-- start of Text shown --

STOCK PURCHASE AGREEMENT
Exhibit 10.43
This Stock Purchase
Agreement (the “Agreement”) is made as of this 15th day of May, 2008 by and
among Tri-State Employment Services, Inc. a Nevada
corporation with offices located at 000 Xxxxxxxx, 00 Xxxxx, Xxx Xxxx, XX 00000
(the “Buyer”) and Accountabilities, Inc., a Delaware corporation (the “Company”)
with offices located at 000 Xxxxx 0 Xxxxx, Xxxxx 000, Xxxxxxxxx, Xxx Xxxxxx
00000.
1. Purchase of
Shares . The Company hereby sells to the Buyer, and the Buyer
hereby purchases from the Company, 1,000,000 shares of the Company’s Common
Stock, $0.0001 par value (the “Shares”) for an aggregate purchase price (the
“Purchase Price”) of TWO HUNDRED THOUSAND and 00/100 DOLLARS
($200,000)
2. Representations of the Company . The Company
hereby represents and warrants to the Buyer as follows:
(a) The Company is a corporation duly
organized, validly existing and in good standing under the laws of the State of
Delaware.
(b) The Company has the full
corporate power and authority to enter into this Agreement and to perform its
obligations hereunder.
(c) The Shares of Common Stock
sold and issued to the Buyer pursuant to this Agreement are duly authorized,
validly issued and non-assessable. Upon payment of the purchase price, the
shares also shall be fully paid.
3. Representations of the Buyer. The Buyer hereby
represents and warrants to the Company as follows:
(a) The Company has made
available to the Buyer the opportunity to ask questions of, and receive answers
from, the officers of the Company concerning the Company and its business.
The Buyer acknowledges that he/she has purchased the Shares without being
furnished any prospectus.
(b) The Shares have been
acquired for investment and not with a view to the resale or distribution of
such securities. Such Shares are being acquired by the Buyer for his/her
own account and with his/her own funds, and no other person shall have a direct
or indirect beneficial interest in such securities.
(c) The Buyer understands that
the Company engages in a highly competitive business and there can be no
assurance that it will be able to operate profitably. This investment is
highly speculative investment and involves a high degree of risk and is not
recommended for any investor who cannot afford the risk of losing his/her entire
investment.

-- end of Text shown --
-- start of Provided material --

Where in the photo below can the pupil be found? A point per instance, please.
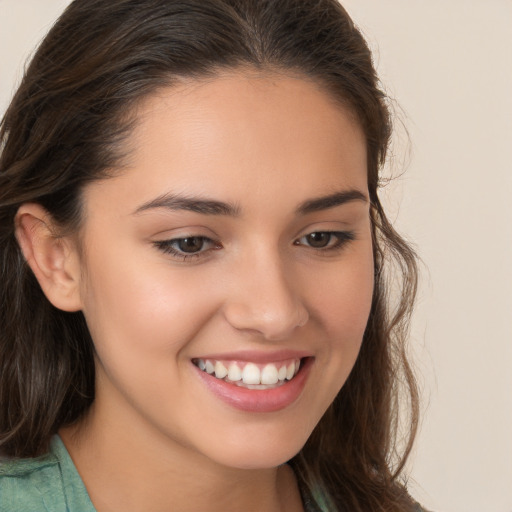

-- end of Provided material --

**Written exercise 1:**
In the stock purchase agreement, what aggregate purchase price does the Buyer pay for the Shares?
**Written exercise 2:**
Go on with the stock purchase agreement, starting after its last sentence.
The material comes from a different source than the stock purchase agreement.

**Answer 1:**
Two hundred thousand dollars ($200,000).

**Answer 2:**
(d) The Buyer understands that
none of the Shares have been registered under the Securities Act of 1933, as
amended (the “Securities Act”), in reliance on an exemption for private
offerings. Because the Company has no obligation to effect such
registration, the Buyer may have to continue to bear the economic risk of their
ownership of such securities for an indefinite period; and Buyer will not be
permitted to transfer any of such securities in the absence of an opinion of
counsel, if requested, satisfactory to the Company that registration is not
required under the Securities Act and under applicable state securities
laws.
4. Governing
Law. This Agreement and its validity, construction and
performance shall be governed in all respects by the laws of the State of
Delaware, without giving effect to principles of conflict of laws.
5. Severability. If any provisions of this Agreement
or the application of any provision hereof to any person or circumstance is held
invalid, the remainder of this Agreement and the application of such provision
to other persons or circumstances shall not be affected unless the provision
held invalid shall substantially impair the benefits of the remaining portions
of this Agreement.
6. Benefit of
Parties, Assignment. This Agreement shall be binding upon and
inure to the benefit of the parties hereto and their respective personal
representatives, heirs, successors and assigns. This Agreement may not be
assigned by any party hereto except with the prior written consent of the other
party hereto.
7. Headings. The headings in the sections of this
Agreement are inserted for convenience of reference only and shall not
constitute a part hereof.
8. Construction. As used in this Agreement, words in
the singular shall be construed as including the plural and vice versa and words
in one gender shall include all genders unless the context shall clearly require
otherwise.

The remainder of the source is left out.